Provided material section start
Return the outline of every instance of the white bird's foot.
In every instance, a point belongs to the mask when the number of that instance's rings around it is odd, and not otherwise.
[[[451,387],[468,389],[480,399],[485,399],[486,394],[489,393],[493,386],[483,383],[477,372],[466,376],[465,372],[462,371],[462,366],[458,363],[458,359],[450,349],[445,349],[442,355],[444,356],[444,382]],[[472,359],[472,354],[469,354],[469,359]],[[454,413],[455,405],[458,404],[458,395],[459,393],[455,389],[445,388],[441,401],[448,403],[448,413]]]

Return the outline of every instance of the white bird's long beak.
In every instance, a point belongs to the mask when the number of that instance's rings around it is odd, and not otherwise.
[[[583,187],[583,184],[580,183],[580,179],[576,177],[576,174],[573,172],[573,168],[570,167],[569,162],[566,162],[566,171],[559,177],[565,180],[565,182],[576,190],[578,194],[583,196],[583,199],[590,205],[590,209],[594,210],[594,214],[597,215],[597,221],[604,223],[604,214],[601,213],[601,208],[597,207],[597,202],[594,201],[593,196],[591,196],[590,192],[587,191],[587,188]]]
Provided material section end
Provided material section start
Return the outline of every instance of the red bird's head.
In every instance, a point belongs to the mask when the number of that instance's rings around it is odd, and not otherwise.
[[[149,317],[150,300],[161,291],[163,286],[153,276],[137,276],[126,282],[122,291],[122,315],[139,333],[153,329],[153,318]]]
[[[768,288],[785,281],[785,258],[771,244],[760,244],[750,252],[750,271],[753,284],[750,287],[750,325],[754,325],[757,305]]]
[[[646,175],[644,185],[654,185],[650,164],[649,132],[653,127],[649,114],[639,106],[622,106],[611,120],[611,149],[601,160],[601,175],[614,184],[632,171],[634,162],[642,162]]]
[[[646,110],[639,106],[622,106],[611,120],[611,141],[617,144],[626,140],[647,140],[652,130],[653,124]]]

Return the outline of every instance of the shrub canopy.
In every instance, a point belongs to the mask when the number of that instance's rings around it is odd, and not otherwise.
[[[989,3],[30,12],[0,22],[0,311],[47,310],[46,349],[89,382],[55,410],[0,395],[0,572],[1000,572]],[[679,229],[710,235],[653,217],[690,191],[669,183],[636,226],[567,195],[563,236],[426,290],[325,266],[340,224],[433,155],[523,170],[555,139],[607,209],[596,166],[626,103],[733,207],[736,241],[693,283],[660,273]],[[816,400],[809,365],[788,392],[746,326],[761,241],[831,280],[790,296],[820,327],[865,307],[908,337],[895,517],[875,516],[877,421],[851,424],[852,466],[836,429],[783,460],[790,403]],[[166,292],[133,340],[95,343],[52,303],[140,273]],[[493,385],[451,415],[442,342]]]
Provided material section end
* [What you need to do]:
For every line of the entries above that holds "outline", add one to a tally, and report only the final count.

* [Answer space]:
4